= Task goal =
Rewrite the records below, changing every "in this photo" to "in this image" and keeping everything else the same. Leave the pictures out of your answer.

= Dataset excerpts =
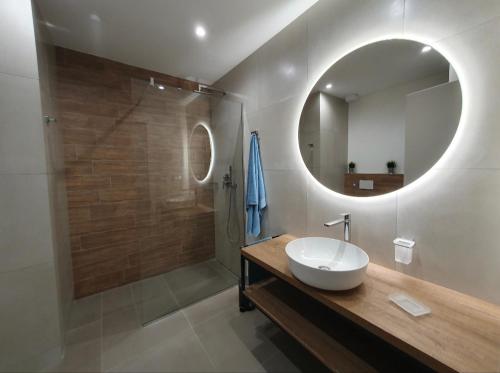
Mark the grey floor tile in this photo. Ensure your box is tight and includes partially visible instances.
[49,320,101,373]
[131,275,170,303]
[136,294,179,324]
[165,261,238,307]
[68,294,101,329]
[102,285,134,315]
[102,307,191,370]
[111,329,215,373]
[194,310,279,372]
[183,286,238,325]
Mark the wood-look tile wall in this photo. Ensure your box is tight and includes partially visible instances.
[56,48,215,298]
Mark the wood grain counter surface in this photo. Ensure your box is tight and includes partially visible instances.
[242,235,500,372]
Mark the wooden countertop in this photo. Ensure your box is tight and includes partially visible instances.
[242,235,500,372]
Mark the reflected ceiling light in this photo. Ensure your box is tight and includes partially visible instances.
[294,34,469,201]
[194,25,207,39]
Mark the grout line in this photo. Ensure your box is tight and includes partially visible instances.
[0,71,40,82]
[99,293,104,372]
[403,0,406,35]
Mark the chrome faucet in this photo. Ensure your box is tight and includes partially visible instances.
[325,212,351,242]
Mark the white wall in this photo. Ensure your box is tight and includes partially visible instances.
[348,72,448,174]
[0,0,65,372]
[299,92,321,179]
[319,93,348,192]
[405,81,462,184]
[217,0,500,304]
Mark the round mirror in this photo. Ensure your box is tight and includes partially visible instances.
[189,123,213,183]
[299,39,462,197]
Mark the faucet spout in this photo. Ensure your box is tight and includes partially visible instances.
[324,213,351,242]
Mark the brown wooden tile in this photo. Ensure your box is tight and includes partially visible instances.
[99,188,149,202]
[56,48,215,297]
[67,190,99,208]
[66,175,111,190]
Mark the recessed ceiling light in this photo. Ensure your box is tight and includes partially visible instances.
[194,25,207,39]
[89,13,101,22]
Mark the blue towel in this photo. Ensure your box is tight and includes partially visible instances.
[246,133,267,237]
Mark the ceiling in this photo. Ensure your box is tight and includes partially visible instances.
[313,39,449,99]
[37,0,317,84]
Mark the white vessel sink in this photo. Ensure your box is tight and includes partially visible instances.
[286,237,369,290]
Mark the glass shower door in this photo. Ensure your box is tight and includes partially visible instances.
[127,80,243,324]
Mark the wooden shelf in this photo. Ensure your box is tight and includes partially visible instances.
[242,235,500,372]
[245,278,434,373]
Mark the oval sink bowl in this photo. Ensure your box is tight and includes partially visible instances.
[285,237,369,290]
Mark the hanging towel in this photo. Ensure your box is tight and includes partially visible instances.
[246,133,267,237]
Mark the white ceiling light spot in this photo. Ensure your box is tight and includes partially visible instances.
[194,25,207,39]
[89,13,101,22]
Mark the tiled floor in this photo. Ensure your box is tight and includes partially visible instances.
[50,286,326,372]
[131,259,238,324]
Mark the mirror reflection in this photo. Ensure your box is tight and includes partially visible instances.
[299,39,462,196]
[189,123,213,182]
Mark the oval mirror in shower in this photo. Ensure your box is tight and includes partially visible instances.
[299,39,462,197]
[189,123,214,183]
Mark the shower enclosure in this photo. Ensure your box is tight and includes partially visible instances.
[128,79,244,324]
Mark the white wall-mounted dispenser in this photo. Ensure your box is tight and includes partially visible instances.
[393,237,415,264]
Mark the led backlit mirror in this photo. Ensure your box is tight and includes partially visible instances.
[299,39,462,197]
[189,123,213,183]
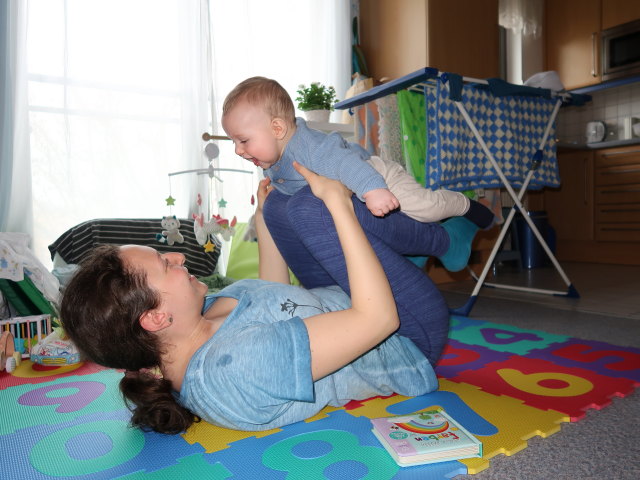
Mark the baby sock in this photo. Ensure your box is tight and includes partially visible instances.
[438,215,479,272]
[463,200,494,229]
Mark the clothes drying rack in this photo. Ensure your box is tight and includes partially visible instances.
[335,67,590,316]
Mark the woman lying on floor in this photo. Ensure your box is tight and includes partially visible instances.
[61,166,464,433]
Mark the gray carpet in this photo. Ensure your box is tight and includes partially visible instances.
[443,292,640,480]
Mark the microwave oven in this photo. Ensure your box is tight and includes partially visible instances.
[601,20,640,81]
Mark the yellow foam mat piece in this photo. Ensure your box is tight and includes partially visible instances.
[440,379,570,474]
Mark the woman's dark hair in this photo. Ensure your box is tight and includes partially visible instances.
[60,245,199,434]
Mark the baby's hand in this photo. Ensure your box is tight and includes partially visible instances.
[256,177,272,212]
[363,188,400,217]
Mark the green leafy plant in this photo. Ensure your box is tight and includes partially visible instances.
[296,82,338,112]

= Result =
Mark the grey floor tile in this image. Ensure your box is tight and includes partially visible instances.
[49,320,101,373]
[131,275,170,303]
[136,294,179,324]
[165,261,238,307]
[68,294,101,329]
[102,285,134,315]
[102,307,191,370]
[111,329,215,373]
[194,310,279,372]
[183,286,238,325]
Mark the wood-look tile wall in this image. Ensure your box is tight and includes partially visible instances.
[56,48,215,298]
Mark the wood grain counter surface in this image. Ensure your box is tight and includes partially visible instances.
[242,235,500,372]
Mark the wooden countertop in this image. Ensure your box is tight and includes partially visible instances.
[242,235,500,372]
Mark the reflected ceiling light in this image. Ensure your box is tight and includes partially visible instances.
[294,34,469,201]
[194,25,207,39]
Mark the grout line in this image. Ensure your box is tight and includes partially visible instances.
[0,71,40,82]
[99,293,104,372]
[403,0,406,35]
Mark the chrome faucet in this image. Ensure your box is tight and includes partially visible instances.
[325,212,351,242]
Mark the white wall in this image. Ensure your box is tight and includes partially visible instances.
[348,72,448,174]
[0,0,65,372]
[299,92,321,179]
[319,93,348,192]
[405,81,462,184]
[217,0,500,304]
Mark the round mirror in this image. Ensure your box is tight and includes partially visible instances.
[189,123,213,183]
[299,39,462,197]
Mark the faucet spout in this image. Ensure your box is tight and includes partially visible instances.
[324,213,351,242]
Mark the brown wooden tile in this image. Ensure your box is tight and includes partially visible instances.
[99,188,149,202]
[56,48,215,297]
[67,190,99,208]
[66,175,111,190]
Mark the recessed ceiling light in this image. Ensure your box is tight and includes partially visible instances.
[194,25,207,39]
[89,13,101,22]
Mark the blue towel in this image. Ensure your box is tight and includes partially visible instances.
[246,133,267,237]
Mark the ceiling in this image. Ensure your box is tight and includes partially visible instances.
[313,39,449,99]
[37,0,317,84]
Mark the white vessel sink in this image. Ensure your box is tight and includes partially visible instances.
[286,237,369,290]
Mark the glass shower door in this image. Ensure your box is tight and includes partially visible instances.
[127,80,243,324]
Mark the wooden shelf in this image. Ensure your box is tight and includes partially visible instances.
[242,235,500,372]
[245,278,434,373]
Mark the oval sink bowl in this image. Ensure your box is tight and includes partially visible instances.
[285,237,369,290]
Mark the hanging towel in this image. Ensure your box is tight and includes partially visible instances.
[246,133,267,237]
Mark the white ceiling light spot in this image. Ensure your box is tight and includes partially visible instances.
[194,25,207,39]
[89,13,101,22]
Mark the tiled floor in this image. Ensure your box is tight and includes partially visible instances.
[50,286,326,372]
[131,259,238,324]
Mark the mirror reflection in this image. Ensure your box is tight and includes partially visible instances.
[299,39,462,196]
[189,123,213,182]
Mark the oval mirror in shower in this image. Ensure your box is tight and includes partially visible instances.
[299,39,462,197]
[189,123,214,183]
Mark the shower enclosure in this image. Ensure your box is tight and includes partially visible instances.
[128,79,244,324]
Mark the white wall-mounted dispenser in this image. Ensure your box is tight and includes partially visible instances.
[393,237,415,264]
Mark the led backlit mirror in this image. Ensure your box is tight and includes partially visible instances.
[299,39,462,197]
[189,123,213,183]
Mark the baby sock in this image. Ensure your box is tight and includes partially visible instances.
[438,215,479,272]
[463,200,494,229]
Mark the clothes drying rack in this image. Ensure your box is tight and includes partially visible instances.
[335,67,590,316]
Mark the woman lying on floor in this image. Ensure your box is tight and includes partially visible instances.
[61,166,464,433]
Mark the gray carpet in this image. Ensure your box is tight and includes partially visible instances.
[443,292,640,480]
Mark the microwave oven in this image. Ensure your box is tight and includes partially visible instances.
[601,20,640,81]
Mark the yellow foam mat piece in this image. Ensure your box is tight and includes partially visible instances.
[440,379,570,474]
Mark the woman's dark hair in this image. Ensure your box is tight and includes partially visible instances.
[60,245,199,434]
Mark the baby's hand in this image. Ensure your box is tight and includes partially visible instances.
[256,177,272,212]
[363,188,400,217]
Mark the green leafy plant in this image. Ensure your box is tight and includes partially visible instances.
[296,82,338,112]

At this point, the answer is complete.